(Extracted records)
::::

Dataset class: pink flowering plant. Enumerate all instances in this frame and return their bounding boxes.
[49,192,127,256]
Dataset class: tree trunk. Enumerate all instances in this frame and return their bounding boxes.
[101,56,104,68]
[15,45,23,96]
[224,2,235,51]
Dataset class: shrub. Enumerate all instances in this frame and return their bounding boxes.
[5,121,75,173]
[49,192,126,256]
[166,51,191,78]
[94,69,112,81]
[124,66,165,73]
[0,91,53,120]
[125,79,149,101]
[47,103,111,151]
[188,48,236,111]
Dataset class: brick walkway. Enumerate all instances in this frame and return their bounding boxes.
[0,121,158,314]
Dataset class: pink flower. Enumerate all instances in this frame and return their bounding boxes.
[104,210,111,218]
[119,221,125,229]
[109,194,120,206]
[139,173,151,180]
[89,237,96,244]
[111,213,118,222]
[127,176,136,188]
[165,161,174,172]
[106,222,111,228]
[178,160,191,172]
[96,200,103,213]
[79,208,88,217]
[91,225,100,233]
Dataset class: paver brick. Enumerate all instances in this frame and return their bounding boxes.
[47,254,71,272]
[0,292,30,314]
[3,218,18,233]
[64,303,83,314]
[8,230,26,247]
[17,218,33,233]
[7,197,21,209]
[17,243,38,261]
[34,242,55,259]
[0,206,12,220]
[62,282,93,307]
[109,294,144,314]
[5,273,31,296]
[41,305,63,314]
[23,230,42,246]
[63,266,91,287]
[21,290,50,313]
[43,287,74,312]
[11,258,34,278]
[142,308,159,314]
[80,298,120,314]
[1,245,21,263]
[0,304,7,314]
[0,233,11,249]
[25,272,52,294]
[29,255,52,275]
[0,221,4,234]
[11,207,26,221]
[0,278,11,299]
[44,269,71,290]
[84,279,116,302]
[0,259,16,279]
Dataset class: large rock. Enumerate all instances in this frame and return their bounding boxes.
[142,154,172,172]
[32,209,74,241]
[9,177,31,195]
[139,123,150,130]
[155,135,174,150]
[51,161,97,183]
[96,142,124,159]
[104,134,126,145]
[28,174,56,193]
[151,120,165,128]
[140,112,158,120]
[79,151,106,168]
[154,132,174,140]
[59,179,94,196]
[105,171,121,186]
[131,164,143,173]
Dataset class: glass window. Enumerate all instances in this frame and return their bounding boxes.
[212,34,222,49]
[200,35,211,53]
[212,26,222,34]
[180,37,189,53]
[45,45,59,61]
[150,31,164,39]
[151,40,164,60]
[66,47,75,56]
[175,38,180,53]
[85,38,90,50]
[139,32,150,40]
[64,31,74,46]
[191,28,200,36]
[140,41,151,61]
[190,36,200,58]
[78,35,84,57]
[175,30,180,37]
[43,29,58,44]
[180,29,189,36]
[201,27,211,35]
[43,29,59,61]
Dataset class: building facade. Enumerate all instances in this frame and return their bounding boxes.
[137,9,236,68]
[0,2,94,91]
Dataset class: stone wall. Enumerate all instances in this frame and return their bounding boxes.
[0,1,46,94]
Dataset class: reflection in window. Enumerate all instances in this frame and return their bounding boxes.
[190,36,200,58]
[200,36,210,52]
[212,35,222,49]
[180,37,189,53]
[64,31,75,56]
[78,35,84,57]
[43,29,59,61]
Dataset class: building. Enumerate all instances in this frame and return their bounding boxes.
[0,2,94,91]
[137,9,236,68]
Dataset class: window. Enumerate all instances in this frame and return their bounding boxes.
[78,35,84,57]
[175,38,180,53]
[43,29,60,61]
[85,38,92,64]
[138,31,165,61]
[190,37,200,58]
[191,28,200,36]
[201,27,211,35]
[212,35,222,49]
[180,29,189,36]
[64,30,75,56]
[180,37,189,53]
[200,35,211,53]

::::

Having read the records above, reproduce each one exactly.

Dataset class: pink flowering plant. Enumerate all instances in this frame and return their bounding boxes.
[49,192,127,256]
Dataset class: tree trunk. Enumerate all instances in this frame and return their bounding boxes.
[101,56,104,68]
[15,45,23,96]
[224,2,235,51]
Dataset class: shrub. Enumerate all instances in this frame and return their bounding boxes.
[5,121,75,173]
[49,192,126,256]
[166,51,191,78]
[94,69,112,81]
[124,66,165,73]
[0,91,53,120]
[125,79,149,101]
[47,103,111,151]
[188,48,236,111]
Dataset class: brick walkway. Enumerate all instances in this frame and return their bounding boxes.
[0,121,158,314]
Dataset class: pink flower. Enumerate all instances in this frame and return their bounding boxes.
[104,210,111,218]
[119,221,125,229]
[109,194,120,206]
[139,173,151,180]
[89,237,96,244]
[111,213,118,222]
[127,176,136,188]
[165,161,174,172]
[106,222,111,228]
[178,160,191,172]
[96,200,103,213]
[79,208,88,217]
[91,225,100,233]
Dataset class: paver brick. Enumerate all instances in this frame and return their bounding boxes.
[47,254,71,272]
[0,292,30,314]
[3,218,18,233]
[64,303,83,314]
[8,230,26,247]
[17,218,33,233]
[7,197,21,209]
[17,243,38,261]
[34,242,55,259]
[0,206,12,220]
[62,282,93,307]
[109,294,144,314]
[5,273,31,296]
[41,305,63,314]
[23,230,42,246]
[63,266,91,287]
[21,290,50,313]
[43,287,74,312]
[11,258,34,278]
[142,308,159,314]
[80,298,120,314]
[1,245,21,263]
[0,304,7,314]
[0,233,11,249]
[25,272,52,294]
[29,255,52,275]
[0,221,4,234]
[11,207,26,221]
[0,278,11,299]
[44,269,71,290]
[84,279,116,302]
[0,259,16,279]
Dataset class: large rock. Enumerate all instances in this frame and return their bounding boxes.
[142,154,172,172]
[32,209,74,241]
[9,177,31,195]
[139,123,150,130]
[155,135,174,150]
[51,161,97,183]
[96,142,124,159]
[104,134,126,145]
[28,174,56,193]
[151,120,165,128]
[140,112,158,120]
[79,151,106,168]
[154,132,174,140]
[59,179,94,196]
[105,171,121,186]
[131,164,143,173]
Dataset class: glass window. Enumerate all instances in this frame and return their bounding boxes.
[212,34,222,49]
[200,35,211,53]
[212,26,222,34]
[180,37,189,53]
[45,45,59,61]
[150,31,164,39]
[151,40,164,60]
[66,47,75,56]
[175,38,180,53]
[85,38,90,50]
[139,32,150,40]
[64,31,74,46]
[191,28,200,36]
[140,41,151,61]
[190,36,200,58]
[78,35,84,57]
[175,30,180,37]
[43,29,58,44]
[180,29,189,36]
[201,27,211,35]
[43,29,59,61]
Dataset class: building facade. Enumerate all instances in this frame and return their bounding boxes.
[137,9,236,68]
[0,2,94,91]
Dataset class: stone wall. Enumerate all instances in this frame and return their bounding boxes.
[0,1,46,94]
Dataset class: reflection in window. Enumerate all instances in this frame and return their bounding boxes.
[190,36,200,58]
[200,36,210,52]
[212,35,222,49]
[180,37,189,53]
[64,31,75,56]
[78,35,84,57]
[43,29,59,61]
Dataset class: building. Enumerate all instances in this frame and return their bounding boxes.
[0,2,94,91]
[137,9,236,68]
Dataset class: window. Enumerate all instances in this frame and return their bounding boxes.
[78,35,84,57]
[175,38,180,53]
[43,29,60,61]
[85,38,92,64]
[138,31,165,61]
[190,37,200,58]
[191,28,200,36]
[201,27,211,35]
[212,35,222,49]
[180,29,189,36]
[64,30,75,56]
[180,37,189,53]
[200,35,211,53]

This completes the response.